GüncelManşet

HDP’den tutuklu vekillere ilişkin açıklama

H. Merkezi: Halkların Demokratik Partisi Milletvekilleri bugün sabah saatlerinde, siyasi soykırım operasyonlarına ve tutuklu milletvekillerine ilişkin bir açıklama yaptı.

Meclis önünde gerçekleştirilen açıklama da HDP Muş Milletvekili Ahmet Yıldırım ve HDP Mardin Milletvekili Mithat Sancar gündeme ilişkin değerlendirmelerde bulundu. Yapılan konuşmalar da Ana Yasa Mahkemesi (AYM)’nin bu süreçte kendi ilkelerini de çiğneyerek sessiz kaldığı vurgulanırken, Enis Berberoğlu’nun tutuklanmasının ardından başlatılan sürecin bir bütün olarak demokratik siyasete sahip çıkabilmesi temennisinde bulunuldu.

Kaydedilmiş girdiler
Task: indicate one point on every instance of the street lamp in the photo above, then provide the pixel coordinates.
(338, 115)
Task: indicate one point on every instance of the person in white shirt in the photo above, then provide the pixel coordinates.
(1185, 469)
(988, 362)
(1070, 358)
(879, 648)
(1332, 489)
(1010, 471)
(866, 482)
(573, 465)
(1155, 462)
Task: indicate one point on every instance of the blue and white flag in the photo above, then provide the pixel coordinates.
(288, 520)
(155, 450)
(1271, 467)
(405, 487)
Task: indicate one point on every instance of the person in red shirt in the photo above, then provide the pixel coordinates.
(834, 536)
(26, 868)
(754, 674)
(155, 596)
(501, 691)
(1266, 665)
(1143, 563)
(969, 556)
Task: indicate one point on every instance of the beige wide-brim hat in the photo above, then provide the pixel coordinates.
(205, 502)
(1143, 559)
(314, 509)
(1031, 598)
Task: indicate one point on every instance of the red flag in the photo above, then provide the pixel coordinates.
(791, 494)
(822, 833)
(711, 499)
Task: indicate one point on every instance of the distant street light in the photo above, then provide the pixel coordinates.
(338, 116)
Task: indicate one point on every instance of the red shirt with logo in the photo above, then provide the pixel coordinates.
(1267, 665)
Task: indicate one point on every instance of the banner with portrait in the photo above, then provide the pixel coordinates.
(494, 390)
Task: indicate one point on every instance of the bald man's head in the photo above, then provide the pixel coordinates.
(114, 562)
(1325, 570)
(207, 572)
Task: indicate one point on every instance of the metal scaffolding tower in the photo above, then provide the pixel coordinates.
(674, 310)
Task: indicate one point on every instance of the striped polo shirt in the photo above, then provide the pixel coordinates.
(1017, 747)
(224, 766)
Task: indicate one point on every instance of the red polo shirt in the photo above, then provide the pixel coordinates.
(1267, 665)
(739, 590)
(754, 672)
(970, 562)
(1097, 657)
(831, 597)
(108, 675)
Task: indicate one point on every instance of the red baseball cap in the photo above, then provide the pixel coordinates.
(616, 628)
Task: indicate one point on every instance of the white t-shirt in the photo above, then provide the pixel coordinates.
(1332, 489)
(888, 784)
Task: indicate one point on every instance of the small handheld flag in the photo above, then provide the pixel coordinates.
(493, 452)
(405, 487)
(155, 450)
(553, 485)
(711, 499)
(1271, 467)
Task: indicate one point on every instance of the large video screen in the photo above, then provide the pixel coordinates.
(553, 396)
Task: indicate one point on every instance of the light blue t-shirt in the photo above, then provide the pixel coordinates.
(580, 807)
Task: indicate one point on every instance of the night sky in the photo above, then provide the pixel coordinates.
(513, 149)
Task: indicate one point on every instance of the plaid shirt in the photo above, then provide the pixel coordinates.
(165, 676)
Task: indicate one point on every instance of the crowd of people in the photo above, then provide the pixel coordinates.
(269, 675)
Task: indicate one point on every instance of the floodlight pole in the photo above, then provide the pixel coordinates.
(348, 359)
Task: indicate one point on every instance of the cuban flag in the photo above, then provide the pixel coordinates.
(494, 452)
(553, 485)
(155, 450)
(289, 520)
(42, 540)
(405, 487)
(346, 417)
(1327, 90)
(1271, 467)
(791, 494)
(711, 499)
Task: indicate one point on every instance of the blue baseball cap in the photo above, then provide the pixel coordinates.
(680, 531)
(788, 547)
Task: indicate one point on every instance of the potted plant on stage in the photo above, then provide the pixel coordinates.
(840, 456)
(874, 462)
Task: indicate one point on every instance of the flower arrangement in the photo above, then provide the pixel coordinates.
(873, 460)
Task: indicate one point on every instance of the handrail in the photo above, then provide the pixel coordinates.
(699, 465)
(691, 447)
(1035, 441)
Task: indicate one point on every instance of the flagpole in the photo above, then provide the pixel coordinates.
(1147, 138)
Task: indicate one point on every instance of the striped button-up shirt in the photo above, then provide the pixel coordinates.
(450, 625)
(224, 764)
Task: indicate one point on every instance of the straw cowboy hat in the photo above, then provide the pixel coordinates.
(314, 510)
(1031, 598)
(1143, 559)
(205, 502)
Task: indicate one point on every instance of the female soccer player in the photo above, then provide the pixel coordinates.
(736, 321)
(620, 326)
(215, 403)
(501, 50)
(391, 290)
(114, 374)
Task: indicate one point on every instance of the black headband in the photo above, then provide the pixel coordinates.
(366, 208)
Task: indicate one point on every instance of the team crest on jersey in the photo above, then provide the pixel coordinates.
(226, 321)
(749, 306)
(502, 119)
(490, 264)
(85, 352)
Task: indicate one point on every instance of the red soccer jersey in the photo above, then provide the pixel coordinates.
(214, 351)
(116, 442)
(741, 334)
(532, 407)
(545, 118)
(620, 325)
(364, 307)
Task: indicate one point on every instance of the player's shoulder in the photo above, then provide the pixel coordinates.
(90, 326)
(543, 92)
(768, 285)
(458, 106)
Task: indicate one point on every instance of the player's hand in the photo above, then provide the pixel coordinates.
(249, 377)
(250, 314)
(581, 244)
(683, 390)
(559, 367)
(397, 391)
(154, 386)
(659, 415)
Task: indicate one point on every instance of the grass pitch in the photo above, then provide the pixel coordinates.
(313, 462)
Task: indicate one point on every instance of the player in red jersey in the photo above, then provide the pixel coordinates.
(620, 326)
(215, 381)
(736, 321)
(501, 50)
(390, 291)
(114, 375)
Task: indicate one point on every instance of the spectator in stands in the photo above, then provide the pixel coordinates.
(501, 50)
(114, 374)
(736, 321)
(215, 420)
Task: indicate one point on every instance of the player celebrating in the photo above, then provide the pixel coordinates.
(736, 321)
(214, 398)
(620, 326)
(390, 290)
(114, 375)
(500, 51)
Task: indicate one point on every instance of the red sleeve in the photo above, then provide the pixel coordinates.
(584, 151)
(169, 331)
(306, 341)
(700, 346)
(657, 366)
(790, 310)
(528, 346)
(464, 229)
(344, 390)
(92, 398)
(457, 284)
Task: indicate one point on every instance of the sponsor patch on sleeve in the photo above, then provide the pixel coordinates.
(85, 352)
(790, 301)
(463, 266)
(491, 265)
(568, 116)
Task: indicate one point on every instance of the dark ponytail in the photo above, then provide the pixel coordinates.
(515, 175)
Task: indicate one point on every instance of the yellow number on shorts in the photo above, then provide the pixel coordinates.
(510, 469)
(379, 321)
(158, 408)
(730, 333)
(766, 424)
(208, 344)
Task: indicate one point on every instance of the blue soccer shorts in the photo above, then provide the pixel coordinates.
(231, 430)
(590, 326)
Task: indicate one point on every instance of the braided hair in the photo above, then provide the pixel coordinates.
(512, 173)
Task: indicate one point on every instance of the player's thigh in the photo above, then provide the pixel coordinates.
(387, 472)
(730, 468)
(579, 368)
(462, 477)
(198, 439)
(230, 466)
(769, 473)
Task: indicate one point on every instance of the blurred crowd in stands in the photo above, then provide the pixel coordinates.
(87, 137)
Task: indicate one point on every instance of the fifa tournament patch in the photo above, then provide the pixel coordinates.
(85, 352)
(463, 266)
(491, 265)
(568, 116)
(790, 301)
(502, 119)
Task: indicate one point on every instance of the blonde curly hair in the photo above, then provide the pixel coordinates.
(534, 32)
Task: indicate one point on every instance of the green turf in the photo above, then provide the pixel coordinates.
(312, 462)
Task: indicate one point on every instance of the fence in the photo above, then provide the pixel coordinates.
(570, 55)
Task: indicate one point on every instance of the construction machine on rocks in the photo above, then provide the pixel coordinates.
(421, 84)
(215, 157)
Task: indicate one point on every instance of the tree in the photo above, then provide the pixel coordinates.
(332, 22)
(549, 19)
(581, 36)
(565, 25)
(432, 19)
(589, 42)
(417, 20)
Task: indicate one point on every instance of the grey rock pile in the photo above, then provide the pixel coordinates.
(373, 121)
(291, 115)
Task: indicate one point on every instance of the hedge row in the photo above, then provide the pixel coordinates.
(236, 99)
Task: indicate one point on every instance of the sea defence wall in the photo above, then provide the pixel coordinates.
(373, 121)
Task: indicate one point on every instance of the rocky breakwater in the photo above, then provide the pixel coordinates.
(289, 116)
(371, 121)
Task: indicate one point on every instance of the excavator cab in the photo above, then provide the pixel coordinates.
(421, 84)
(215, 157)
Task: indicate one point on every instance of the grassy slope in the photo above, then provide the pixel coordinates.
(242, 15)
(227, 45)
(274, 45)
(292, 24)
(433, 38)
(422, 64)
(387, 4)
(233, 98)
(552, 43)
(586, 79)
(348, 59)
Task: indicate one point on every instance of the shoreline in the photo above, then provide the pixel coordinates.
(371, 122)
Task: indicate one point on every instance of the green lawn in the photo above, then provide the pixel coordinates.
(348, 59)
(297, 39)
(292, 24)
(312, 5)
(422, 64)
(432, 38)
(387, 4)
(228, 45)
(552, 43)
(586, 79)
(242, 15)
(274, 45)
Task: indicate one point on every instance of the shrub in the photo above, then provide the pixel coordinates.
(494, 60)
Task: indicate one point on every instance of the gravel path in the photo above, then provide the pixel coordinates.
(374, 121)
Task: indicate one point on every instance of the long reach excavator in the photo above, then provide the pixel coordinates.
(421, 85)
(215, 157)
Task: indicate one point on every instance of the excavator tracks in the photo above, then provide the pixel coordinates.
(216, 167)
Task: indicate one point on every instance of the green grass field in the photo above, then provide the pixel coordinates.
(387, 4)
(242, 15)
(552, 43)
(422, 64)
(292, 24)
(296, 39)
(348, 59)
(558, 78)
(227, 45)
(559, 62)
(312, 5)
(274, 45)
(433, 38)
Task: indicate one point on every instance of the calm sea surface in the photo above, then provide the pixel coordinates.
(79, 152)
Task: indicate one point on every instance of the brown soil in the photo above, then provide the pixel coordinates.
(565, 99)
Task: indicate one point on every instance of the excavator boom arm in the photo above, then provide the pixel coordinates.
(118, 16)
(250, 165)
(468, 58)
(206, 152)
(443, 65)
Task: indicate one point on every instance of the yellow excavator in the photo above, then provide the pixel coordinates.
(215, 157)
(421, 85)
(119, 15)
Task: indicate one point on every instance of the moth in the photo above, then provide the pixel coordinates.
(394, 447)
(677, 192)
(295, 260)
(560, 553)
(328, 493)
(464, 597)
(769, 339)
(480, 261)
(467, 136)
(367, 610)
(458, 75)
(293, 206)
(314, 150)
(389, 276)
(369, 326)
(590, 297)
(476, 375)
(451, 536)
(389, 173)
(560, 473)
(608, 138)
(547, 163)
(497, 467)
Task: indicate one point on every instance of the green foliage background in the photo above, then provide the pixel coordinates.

- **Yapılacak iş**:
Alıntıya göre HDP milletvekillerinin açıklaması nerede yapıldı? Kayıtların bu işle hiçbir ilgisi yok.

- **Tamamlanan görev**:
Meclis önünde yapıldı.